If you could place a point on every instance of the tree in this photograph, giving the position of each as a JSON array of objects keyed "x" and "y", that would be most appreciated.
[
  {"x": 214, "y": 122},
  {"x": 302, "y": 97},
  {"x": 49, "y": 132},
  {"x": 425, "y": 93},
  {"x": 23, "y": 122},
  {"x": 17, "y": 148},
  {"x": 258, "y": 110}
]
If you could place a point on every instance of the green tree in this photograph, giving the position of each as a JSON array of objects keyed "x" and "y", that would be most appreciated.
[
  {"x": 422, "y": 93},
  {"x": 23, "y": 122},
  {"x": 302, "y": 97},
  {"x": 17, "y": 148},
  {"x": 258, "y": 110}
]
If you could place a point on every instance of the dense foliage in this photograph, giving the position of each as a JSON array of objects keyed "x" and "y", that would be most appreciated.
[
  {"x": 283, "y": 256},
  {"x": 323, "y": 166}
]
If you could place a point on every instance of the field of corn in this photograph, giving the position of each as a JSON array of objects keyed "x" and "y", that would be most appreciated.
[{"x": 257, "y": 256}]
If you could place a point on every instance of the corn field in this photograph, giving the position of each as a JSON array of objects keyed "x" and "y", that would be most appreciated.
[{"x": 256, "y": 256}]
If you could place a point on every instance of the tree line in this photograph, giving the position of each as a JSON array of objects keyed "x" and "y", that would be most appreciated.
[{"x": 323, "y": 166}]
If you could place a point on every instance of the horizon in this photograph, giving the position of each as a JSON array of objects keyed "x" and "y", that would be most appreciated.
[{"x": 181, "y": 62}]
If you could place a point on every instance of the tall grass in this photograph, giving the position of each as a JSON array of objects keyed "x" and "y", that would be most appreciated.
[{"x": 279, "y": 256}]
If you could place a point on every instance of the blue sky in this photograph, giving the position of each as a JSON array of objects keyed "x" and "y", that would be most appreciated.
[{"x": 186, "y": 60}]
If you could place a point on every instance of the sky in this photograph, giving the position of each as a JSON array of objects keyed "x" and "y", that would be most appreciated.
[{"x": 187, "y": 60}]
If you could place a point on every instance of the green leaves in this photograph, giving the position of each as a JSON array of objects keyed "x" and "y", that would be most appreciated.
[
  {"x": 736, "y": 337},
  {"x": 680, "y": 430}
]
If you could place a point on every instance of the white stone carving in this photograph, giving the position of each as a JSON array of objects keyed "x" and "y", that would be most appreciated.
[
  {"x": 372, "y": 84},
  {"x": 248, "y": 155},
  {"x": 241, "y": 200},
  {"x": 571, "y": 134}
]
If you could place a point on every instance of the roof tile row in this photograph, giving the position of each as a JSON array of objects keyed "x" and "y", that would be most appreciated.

....................

▸ **Objective**
Copy out all of the lines above exactly.

▸ **Answer to the problem**
If you could place a point on every instance of the tree in this photograph, giving the position of each as a JSON array of objects keyed "x" and "y", that would be most appreciated.
[
  {"x": 214, "y": 122},
  {"x": 302, "y": 97},
  {"x": 49, "y": 132},
  {"x": 425, "y": 93},
  {"x": 23, "y": 122},
  {"x": 17, "y": 148},
  {"x": 258, "y": 110}
]
If you could place a point on every instance of the green tree in this photograph, giving the position of each as a JSON array of objects keyed "x" and "y", that would be most appreciated.
[
  {"x": 422, "y": 93},
  {"x": 23, "y": 122},
  {"x": 302, "y": 97},
  {"x": 17, "y": 148},
  {"x": 258, "y": 110}
]
If you could place a point on every instance of the dense foliage in this photograph, giving the position of each as a JSON array of objects keyed "x" and "y", that would be most appreciated.
[
  {"x": 283, "y": 256},
  {"x": 323, "y": 166}
]
If you could place a point on every instance of the field of corn in this photograph, giving the position of each as a JSON array of objects keyed "x" and "y", that would be most appreciated.
[{"x": 257, "y": 256}]
If you could place a point on every instance of the corn field in this photograph, giving the position of each as a JSON array of objects keyed "x" and "y", that would be most appreciated.
[{"x": 256, "y": 256}]
If you could place a point on every instance of the tree line in this photograph, giving the position of each as a JSON array of objects keyed "x" and "y", that would be most appreciated.
[{"x": 323, "y": 166}]
If you could place a point on every instance of the horizon in this photograph, giving the position of each as a JSON array of objects keyed "x" and "y", that would be most appreciated.
[{"x": 181, "y": 62}]
If you could place a point on every instance of the tall grass in this photograph, giving the position of each as a JSON array of objects keyed "x" and "y", that would be most appreciated.
[{"x": 279, "y": 256}]
If you could place a point on every instance of the blue sky in this photograph, giving the position of each as a JSON array of objects keyed "x" and "y", that would be most appreciated.
[{"x": 186, "y": 60}]
If you could place a point on every instance of the sky in this photograph, giving the position of each as a JSON array of objects keyed "x" and "y", that would be most appreciated.
[{"x": 187, "y": 60}]
If you could place a point on every instance of the green leaves in this photograph, giving the position of each as a JSON array of objects keyed "x" and "y", that would be most appreciated.
[
  {"x": 736, "y": 337},
  {"x": 680, "y": 430}
]
If you could place a point on every instance of the white stone carving in this photograph, giving the position of each as a JSON array of objects keyed "x" and "y", that would be most appreciated.
[
  {"x": 372, "y": 84},
  {"x": 248, "y": 155},
  {"x": 241, "y": 200},
  {"x": 571, "y": 134}
]
If you could place a point on every instance of the roof tile row in this photograph, giving the position of each as a JSON array of objects keyed "x" and "y", that would be most appreciated.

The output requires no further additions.